- _Document passage_
######
A Violent Mercy

This morning we buried a brother in Christ.  Husband, father, faithful servant of the church, colleague, friend – he was remembered in many ways by the handful of people asked to share some of their memories of him.  He was also a veteran, going overseas at 19, towards the tail-end of the European scope of World War II,  coinciding with the German counter-offensive we call the Battle of the Bulge.

A colleague shared that this man received his Purple Heart shortly after arriving in Europe.  He stepped out from behind a building, and the next thing he remembered was waking up in a hospital bed, his left leg amputated just above the knee.  A sniper had shot his leg off. Why his leg?  Did the sniper miss?  Was the leg all that he could see?  Was it some young, inexperienced sniper that fired too soon?  Was it a freak of wind or something jostling the shooter just as he fired?

What if it was a war-weary sniper, a sniper forced into his job in fear of being classified as unpatriotic?  What if he was well aware of the tides of war turning against Germany, against his country and his army?  What if he was tired of it all?  What if he had the opportunity to shoot his target somewhere else – the stomach or the chest or the heart or the head?  What if he had the line of sight to do it, but decided that, at least this once, he was going to be merciful.  He was only going to take a leg – just enough to incapacitate a soldier, just enough to justify to his commanding officer.
######
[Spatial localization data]

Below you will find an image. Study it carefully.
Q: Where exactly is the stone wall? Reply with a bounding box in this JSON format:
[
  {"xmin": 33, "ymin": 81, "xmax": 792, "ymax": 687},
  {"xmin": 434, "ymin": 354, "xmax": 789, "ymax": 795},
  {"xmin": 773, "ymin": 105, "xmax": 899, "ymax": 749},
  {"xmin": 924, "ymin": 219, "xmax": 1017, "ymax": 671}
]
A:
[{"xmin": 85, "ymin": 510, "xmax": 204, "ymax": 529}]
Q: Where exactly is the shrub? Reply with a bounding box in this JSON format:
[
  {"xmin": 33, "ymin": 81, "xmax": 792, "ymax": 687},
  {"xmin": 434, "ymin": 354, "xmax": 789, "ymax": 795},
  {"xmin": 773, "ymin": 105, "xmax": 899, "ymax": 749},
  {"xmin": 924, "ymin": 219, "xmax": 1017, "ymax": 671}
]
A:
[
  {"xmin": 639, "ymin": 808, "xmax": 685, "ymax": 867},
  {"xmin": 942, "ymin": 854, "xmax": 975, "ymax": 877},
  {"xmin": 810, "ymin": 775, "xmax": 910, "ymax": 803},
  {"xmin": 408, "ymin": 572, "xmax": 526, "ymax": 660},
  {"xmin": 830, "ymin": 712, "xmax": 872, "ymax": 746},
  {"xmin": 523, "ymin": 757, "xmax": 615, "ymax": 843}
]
######
- _Work task_
Write out the memorial passage again, beginning at "A Violent Mercy" and stopping after "as he fired?". Switch each "sniper" to "marksman".

- _Worked solution_
A Violent Mercy

This morning we buried a brother in Christ.  Husband, father, faithful servant of the church, colleague, friend – he was remembered in many ways by the handful of people asked to share some of their memories of him.  He was also a veteran, going overseas at 19, towards the tail-end of the European scope of World War II,  coinciding with the German counter-offensive we call the Battle of the Bulge.

A colleague shared that this man received his Purple Heart shortly after arriving in Europe.  He stepped out from behind a building, and the next thing he remembered was waking up in a hospital bed, his left leg amputated just above the knee.  A marksman had shot his leg off. Why his leg?  Did the marksman miss?  Was the leg all that he could see?  Was it some young, inexperienced marksman that fired too soon?  Was it a freak of wind or something jostling the shooter just as he fired?